### [Problem to work on]
Return each line of the rows below that contains the string "poster", copying the whole line. Matching is case-sensitive.

### [Records for the task]
** Start **
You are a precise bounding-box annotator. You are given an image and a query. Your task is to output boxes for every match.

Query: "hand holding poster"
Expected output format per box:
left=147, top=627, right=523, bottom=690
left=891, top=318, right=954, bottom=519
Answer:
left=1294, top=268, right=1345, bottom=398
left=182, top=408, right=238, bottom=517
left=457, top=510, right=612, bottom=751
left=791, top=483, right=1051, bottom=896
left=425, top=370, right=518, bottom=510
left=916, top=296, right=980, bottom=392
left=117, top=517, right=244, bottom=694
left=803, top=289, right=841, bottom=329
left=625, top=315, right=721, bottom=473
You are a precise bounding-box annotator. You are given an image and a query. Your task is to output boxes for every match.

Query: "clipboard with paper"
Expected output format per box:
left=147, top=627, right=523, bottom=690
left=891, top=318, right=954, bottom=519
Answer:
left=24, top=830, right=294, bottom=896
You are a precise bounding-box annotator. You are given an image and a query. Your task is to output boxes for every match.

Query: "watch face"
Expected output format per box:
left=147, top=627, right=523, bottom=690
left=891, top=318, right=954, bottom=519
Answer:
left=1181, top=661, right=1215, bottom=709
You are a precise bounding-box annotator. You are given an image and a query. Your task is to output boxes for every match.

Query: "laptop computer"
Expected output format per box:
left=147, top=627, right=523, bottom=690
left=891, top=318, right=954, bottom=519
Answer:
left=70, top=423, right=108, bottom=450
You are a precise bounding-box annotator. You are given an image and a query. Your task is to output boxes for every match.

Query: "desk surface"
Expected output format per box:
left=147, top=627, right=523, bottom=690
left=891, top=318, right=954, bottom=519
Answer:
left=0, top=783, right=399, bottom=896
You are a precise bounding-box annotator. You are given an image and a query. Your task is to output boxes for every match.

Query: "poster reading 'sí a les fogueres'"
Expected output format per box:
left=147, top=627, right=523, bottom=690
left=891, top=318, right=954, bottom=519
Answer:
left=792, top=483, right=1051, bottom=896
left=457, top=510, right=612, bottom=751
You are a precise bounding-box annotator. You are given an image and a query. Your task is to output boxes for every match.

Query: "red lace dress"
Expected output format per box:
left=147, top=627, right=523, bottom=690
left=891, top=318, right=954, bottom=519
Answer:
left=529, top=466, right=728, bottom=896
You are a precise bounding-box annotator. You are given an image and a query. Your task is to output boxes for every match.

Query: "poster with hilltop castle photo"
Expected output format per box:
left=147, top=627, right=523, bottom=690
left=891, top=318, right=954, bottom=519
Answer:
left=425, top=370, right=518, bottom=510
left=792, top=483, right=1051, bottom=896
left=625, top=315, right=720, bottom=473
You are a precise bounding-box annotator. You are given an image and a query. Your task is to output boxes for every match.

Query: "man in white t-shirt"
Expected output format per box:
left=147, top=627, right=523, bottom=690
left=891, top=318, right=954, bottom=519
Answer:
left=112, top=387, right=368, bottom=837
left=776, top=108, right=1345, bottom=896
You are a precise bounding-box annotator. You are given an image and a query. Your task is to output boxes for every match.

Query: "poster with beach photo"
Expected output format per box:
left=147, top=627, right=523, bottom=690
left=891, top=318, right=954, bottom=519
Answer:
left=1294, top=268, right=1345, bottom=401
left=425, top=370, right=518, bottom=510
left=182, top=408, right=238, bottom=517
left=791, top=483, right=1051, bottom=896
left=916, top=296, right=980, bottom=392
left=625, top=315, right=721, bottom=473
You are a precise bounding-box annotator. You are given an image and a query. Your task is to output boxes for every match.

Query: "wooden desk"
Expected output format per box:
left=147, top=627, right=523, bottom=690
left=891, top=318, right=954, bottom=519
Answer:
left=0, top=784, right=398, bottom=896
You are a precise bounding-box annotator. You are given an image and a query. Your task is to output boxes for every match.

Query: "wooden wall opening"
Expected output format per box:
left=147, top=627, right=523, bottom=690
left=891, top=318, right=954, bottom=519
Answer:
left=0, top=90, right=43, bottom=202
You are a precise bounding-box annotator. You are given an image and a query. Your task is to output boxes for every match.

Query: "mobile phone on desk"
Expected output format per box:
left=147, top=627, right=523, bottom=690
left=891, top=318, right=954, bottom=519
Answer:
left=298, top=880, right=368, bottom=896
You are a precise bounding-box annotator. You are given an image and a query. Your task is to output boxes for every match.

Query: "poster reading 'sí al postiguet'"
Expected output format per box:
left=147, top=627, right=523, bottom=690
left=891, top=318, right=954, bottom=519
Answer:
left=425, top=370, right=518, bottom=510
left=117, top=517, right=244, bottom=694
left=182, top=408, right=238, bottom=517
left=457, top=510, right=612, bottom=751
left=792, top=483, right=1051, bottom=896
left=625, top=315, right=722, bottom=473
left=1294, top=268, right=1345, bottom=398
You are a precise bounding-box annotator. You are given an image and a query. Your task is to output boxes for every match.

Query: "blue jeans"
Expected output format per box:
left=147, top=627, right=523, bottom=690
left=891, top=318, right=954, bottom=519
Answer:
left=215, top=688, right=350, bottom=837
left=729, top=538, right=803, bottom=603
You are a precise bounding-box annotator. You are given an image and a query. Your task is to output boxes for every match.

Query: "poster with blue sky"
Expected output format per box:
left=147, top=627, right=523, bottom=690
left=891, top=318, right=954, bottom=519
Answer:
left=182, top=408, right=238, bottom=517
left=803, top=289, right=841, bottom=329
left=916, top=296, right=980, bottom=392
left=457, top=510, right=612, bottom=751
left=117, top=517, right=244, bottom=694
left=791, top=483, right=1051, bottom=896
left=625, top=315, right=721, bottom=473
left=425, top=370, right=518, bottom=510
** End **
** Start **
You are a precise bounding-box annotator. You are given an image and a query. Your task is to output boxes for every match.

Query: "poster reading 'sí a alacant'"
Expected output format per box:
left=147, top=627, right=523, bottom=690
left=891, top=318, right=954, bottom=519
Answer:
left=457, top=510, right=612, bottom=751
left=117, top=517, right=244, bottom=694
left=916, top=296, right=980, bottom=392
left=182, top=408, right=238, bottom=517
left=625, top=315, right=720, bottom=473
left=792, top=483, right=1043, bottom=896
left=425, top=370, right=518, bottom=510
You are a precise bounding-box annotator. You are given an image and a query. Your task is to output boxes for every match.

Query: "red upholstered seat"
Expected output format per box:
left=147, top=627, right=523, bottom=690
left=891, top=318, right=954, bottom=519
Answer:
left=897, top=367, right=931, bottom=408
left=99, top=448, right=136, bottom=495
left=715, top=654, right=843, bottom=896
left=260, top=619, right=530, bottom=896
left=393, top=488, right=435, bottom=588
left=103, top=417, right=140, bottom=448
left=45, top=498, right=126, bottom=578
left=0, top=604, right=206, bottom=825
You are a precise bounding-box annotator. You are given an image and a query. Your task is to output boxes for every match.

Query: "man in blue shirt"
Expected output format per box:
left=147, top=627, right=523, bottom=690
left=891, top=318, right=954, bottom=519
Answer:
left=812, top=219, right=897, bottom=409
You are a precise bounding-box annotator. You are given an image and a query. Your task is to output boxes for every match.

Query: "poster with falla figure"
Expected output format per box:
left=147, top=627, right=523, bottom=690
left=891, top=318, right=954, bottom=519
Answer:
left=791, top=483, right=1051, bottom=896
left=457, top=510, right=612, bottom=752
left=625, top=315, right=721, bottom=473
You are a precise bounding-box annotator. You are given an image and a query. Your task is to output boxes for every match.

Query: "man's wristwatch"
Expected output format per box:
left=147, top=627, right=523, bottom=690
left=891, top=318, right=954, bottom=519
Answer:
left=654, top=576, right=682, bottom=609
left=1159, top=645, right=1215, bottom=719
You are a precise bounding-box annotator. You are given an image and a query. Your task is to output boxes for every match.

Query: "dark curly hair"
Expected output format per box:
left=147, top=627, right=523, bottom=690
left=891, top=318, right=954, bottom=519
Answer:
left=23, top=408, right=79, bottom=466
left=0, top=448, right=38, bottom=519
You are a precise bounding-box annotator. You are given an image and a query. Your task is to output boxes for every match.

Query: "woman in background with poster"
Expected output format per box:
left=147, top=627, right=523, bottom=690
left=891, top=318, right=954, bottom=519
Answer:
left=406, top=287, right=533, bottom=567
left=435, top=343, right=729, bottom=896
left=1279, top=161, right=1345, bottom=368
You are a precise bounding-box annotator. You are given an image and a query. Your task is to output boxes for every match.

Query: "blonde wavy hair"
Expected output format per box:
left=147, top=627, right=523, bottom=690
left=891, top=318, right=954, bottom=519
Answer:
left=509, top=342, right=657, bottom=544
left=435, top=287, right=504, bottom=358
** End **
### [The answer]
Query: "hand holding poster"
Query: "poster reading 'sí a les fogueres'"
Query: "poster with hilltop castle photo"
Query: "poster with beach photo"
Query: "poster reading 'sí al postiguet'"
Query: "poster with blue sky"
Query: "poster reading 'sí a alacant'"
Query: "poster with falla figure"
Query: "woman in background with poster"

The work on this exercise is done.